What is needed:
From the text on the Datastax inventory system below, copy the passage word for word, starting at "Retail operations are" and ending at "inventory compaction function.".
>> Begin Text extract
Always Available Distributed Inventory Solution Using Datastax

This is intended as a follow-up to a blog last year by Matt Stump on building a scalable inventory system with Datastax Enterprise. This enhancement covers implementing temporary holds on inventory, real-time inventory transactions, and managing risk and best practices when implementing inventory management systems using DSE.

Use Case

Retail operations are increasingly integrating on-line and brick and mortar operations, including inventory management. With options such as ‘buy on-line and pick-up in store’ becoming popular, a scalable, distributed, always available, real-time inventory system is needed. Prior architectures use a queuing mechanism to handle the potential for concurrency and reduce the need for PAXOS lightweight transactions (LWT). Here we use a simple write for each transaction as well as the concept of a ‘low water mark’ to judiciously control the use of lightweight transactions. We will also present an option allowing lightweight transactions to be avoided altogether. We also introduce the concept of ‘inventory event compaction’ and provide some methods for providing the inventory compaction function.

Schema

CREATE TABLE inventory.inventory_by_sku_location (
sku text,
location text,
event_type text,
event_timeuuid timeuuid,
event_delta int,
description text STATIC,
last_compacted timestamp STATIC,
compactor text STATIC,
max_permitted_deltas int STATIC,
lot text STATIC,
low_water int STATIC,
on_hand int STATIC,
PRIMARY KEY (( sku, location ), event_type, event_timeuuid)
) WITH CLUSTERING ORDER BY ( event_type ASC, event_timeuuid DESC );

CREATE TABLE inventory.inventory_by_sku (
sku text,
location text,
description text,
lot text STATIC,
on_hand int,
PRIMARY KEY (( sku ), location)
) WITH CLUSTERING ORDER BY ( location ASC);   
 
CREATE TABLE inventory.inventory_by_lot (
lot text,
sku text,
location text,
lot_description text,
on_hand int,
PRIMARY KEY (( lot ), sku, location)
) WITH CLUSTERING ORDER BY ( sku ASC, location ASC);

The schema is partitioned by a combination of sku and location. This is to prevent the potential of hot spotting a partition when a single sku becomes very popular. This way the transactions are spread across multiple store or inventory locations. This becomes the transactional table for inventory and functions a bit like a ledger.

The schema uses static columns for data that is to be kept at the sku/location level. This can include supplier information, re-order levels, last delivery quantities and dates, etc. using the table to keep this non-volatile data in this location does not negatively impact performance of the inventory transaction system and allows for easy queries from a single table for most inventory data, as well as a place to store information useful in tuning compaction and business processes.
>> End Text extract
>> Begin Stored records
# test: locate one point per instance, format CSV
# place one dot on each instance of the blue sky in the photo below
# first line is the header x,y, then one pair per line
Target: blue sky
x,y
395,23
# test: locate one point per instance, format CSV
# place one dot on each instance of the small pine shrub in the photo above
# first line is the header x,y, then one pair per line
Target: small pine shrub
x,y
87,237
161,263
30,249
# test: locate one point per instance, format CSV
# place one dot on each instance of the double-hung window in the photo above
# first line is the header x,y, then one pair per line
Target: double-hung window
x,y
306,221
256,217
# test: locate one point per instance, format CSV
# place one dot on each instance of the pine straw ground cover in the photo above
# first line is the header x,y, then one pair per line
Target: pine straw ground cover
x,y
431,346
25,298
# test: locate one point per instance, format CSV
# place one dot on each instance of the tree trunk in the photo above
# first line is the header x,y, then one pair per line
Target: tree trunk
>> End Stored records
>> Begin Stored records
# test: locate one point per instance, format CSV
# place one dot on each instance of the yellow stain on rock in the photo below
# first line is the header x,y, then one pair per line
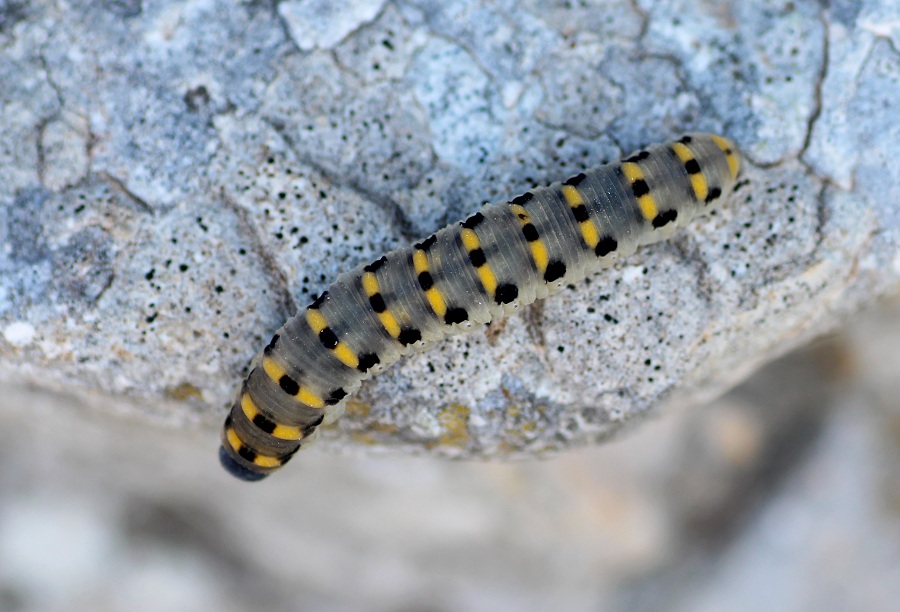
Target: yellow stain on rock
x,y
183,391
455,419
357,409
>> End Stored records
>> Begin Stored records
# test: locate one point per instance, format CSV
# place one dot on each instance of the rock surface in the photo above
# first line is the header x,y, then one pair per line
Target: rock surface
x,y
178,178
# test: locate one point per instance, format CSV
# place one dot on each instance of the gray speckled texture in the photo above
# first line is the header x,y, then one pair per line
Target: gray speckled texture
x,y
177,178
>> End Stored records
Answer for this exercise:
Retail operations are increasingly integrating on-line and brick and mortar operations, including inventory management. With options such as ‘buy on-line and pick-up in store’ becoming popular, a scalable, distributed, always available, real-time inventory system is needed. Prior architectures use a queuing mechanism to handle the potential for concurrency and reduce the need for PAXOS lightweight transactions (LWT). Here we use a simple write for each transaction as well as the concept of a ‘low water mark’ to judiciously control the use of lightweight transactions. We will also present an option allowing lightweight transactions to be avoided altogether. We also introduce the concept of ‘inventory event compaction’ and provide some methods for providing the inventory compaction function.